→ **WHAT TO WORK ON**:
Working from the listing below, set down every line exactly.

→ **DATA SUPPLIED**:
/---

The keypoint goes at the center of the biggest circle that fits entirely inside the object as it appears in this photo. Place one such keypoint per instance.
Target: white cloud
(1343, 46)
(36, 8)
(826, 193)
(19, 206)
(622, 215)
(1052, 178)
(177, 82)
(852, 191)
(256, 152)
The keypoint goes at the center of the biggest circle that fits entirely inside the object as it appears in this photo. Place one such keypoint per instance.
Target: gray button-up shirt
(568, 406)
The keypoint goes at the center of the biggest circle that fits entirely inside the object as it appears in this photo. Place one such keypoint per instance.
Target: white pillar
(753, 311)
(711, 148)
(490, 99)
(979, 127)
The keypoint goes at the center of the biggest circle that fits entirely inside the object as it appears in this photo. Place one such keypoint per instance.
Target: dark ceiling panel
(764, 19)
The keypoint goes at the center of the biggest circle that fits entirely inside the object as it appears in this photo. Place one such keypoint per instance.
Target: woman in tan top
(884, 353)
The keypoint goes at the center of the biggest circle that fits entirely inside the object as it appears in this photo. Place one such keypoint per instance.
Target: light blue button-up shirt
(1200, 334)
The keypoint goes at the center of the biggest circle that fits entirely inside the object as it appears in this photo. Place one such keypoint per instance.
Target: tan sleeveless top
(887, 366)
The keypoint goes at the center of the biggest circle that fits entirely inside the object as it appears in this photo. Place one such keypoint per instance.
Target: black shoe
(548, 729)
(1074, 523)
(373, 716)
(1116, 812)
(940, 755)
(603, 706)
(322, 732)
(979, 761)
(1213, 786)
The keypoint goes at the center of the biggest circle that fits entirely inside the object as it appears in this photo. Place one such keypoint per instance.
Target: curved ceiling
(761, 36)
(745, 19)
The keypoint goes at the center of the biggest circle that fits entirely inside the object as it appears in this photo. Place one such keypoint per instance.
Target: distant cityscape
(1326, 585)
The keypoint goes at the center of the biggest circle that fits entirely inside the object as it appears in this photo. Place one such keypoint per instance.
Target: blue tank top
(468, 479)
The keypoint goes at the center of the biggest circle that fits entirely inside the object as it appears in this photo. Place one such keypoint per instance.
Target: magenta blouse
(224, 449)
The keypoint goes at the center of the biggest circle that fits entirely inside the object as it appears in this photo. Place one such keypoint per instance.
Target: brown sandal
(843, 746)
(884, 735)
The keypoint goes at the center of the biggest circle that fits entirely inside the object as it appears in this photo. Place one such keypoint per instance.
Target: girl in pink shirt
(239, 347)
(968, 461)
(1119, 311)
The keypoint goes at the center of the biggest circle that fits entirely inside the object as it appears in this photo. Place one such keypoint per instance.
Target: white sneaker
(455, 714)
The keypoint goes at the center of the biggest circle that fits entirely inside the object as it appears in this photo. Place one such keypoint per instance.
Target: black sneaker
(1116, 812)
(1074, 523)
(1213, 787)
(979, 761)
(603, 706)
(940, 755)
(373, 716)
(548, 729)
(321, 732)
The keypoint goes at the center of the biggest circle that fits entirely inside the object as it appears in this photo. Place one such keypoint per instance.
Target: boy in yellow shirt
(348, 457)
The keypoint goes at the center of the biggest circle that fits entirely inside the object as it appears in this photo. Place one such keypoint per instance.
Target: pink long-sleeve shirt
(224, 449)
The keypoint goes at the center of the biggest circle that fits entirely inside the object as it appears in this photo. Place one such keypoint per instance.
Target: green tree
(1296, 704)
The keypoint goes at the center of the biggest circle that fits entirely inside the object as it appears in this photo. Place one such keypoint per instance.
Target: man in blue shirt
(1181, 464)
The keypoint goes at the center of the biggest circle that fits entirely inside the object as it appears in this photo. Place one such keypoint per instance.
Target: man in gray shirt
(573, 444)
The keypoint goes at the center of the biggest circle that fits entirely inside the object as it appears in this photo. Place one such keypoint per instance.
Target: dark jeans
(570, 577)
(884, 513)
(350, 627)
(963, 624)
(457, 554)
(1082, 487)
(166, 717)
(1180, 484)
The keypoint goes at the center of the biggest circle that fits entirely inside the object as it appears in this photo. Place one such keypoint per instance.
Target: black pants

\---

→ **THE COMPLETED TASK**:
The keypoint goes at the center of the biggest circle that fits entirely inside the object as it appears in this photo. Place one such keypoint per instance.
Target: white cloud
(1343, 46)
(36, 8)
(826, 193)
(19, 206)
(622, 215)
(1052, 178)
(177, 82)
(852, 191)
(256, 152)
The keypoint goes at the center of the biggest circle that fits entirely inside the object as it appears in this photo. Place one such keypoint per instance.
Target: gray button-up shirt
(568, 406)
The keypoint goes at the center of the biggest circle that fits entirely inside the object as it appears in this photo. Place one such keypoint per instance.
Target: white pillar
(753, 311)
(711, 148)
(490, 99)
(979, 127)
The keypoint goes at the center of the biggest circle that fits entirely inside the object as it appears in this photo. Place one such keypoint per instance.
Target: dark ceiling panel
(764, 19)
The keypoint goes at the center of the biggest circle that fits entirely inside the object as it appears in this photo. Place one such keypoint per instance.
Target: woman in tan top
(884, 353)
The keypoint goes at the center of the biggest circle that fits entirely inside the object as it appears in this photo. Place one such keypoint per instance.
Target: light blue button-up shirt
(1200, 334)
The keypoint goes at the center of the biggest circle that fits entirely inside the object as it appears in this photo. Place one such keypoint per instance.
Target: tan sleeveless top
(887, 366)
The keypoint goes at the center of the biggest circle that fits entirely inside the object as it appears in this photo. Place one such keypoint per instance.
Target: black shoe
(548, 729)
(1074, 523)
(373, 716)
(1116, 812)
(940, 755)
(603, 706)
(322, 732)
(979, 761)
(1213, 786)
The keypoint goes at the center of the biggest circle that fits entirely inside the object as it appears in this photo. Place one such keypoint per instance.
Target: curved ceiling
(761, 36)
(745, 19)
The keypoint goes at the center of the biggest circle that fits entirely inside the object as it appears in this photo. Place one such keypoint per instance.
Target: distant cityscape
(1326, 585)
The keypoint goes at the center of the biggest circle that fits entirely inside the object as it appears in this photo. Place one such keypoint per instance.
Target: blue tank top
(468, 479)
The keypoint goes at the center of the biggest circle that fits entirely inside the object as it appears in this photo. Place one such keypoint per instance.
Target: magenta blouse
(224, 449)
The keypoint goes at the center of the biggest circle that fits entirely inside the object as it appears in this photo. Place one such keypoint per instance.
Target: brown sandal
(843, 746)
(884, 735)
The keypoint goes at the center of the biggest circle that fits entirely inside the object as it appears in this photo. Place one such keypoint per instance.
Target: girl in pink shirt
(239, 347)
(968, 461)
(1119, 311)
The keypoint goes at the center of the biggest circle that fits entirely inside the object as it appears in this photo. Place one such keypoint per instance.
Target: white sneaker
(455, 714)
The keypoint goes at the center of the biggest circle that fits entirely inside the object as it appears in this photo. Place one such keypoint per instance.
Target: black sneaker
(1116, 812)
(1074, 523)
(1213, 787)
(979, 761)
(603, 706)
(940, 755)
(373, 716)
(548, 729)
(321, 732)
The keypoint goes at the center of the biggest circle that fits entirely inside the object as it appears in this photo. Place one such keypoint per instance.
Target: boy in yellow shirt
(348, 457)
The keypoint goes at the center of the biggest circle that fits entirely inside the object as it appears in this photo. Place one such keypoint per instance.
Target: pink long-sleeve shirt
(224, 449)
The keypoint goes at the center of the biggest circle that fits entirely inside the object as it appears in this photo. Place one such keypoint per instance.
Target: green tree
(1296, 704)
The keypoint goes at the center of the biggest circle that fits entirely inside the object as it appears in this photo. Place one such keypoint per instance.
Target: man in blue shirt
(1181, 464)
The keypoint goes at the center of the biggest circle that fits entirely inside the object as it appears in this photo. Place one such keypoint per instance.
Target: man in gray shirt
(573, 444)
The keypoint goes at the center of the biggest circle that fits entirely inside the object as it appears in this photo. Place one such keypoint per instance.
Target: dark jeans
(570, 577)
(884, 513)
(350, 627)
(963, 624)
(457, 554)
(1082, 487)
(166, 717)
(1180, 484)
The keypoint goes at the center of the biggest circle that fits entirely inside the object as it appears in this photo. Place one such keypoint per instance.
Target: black pants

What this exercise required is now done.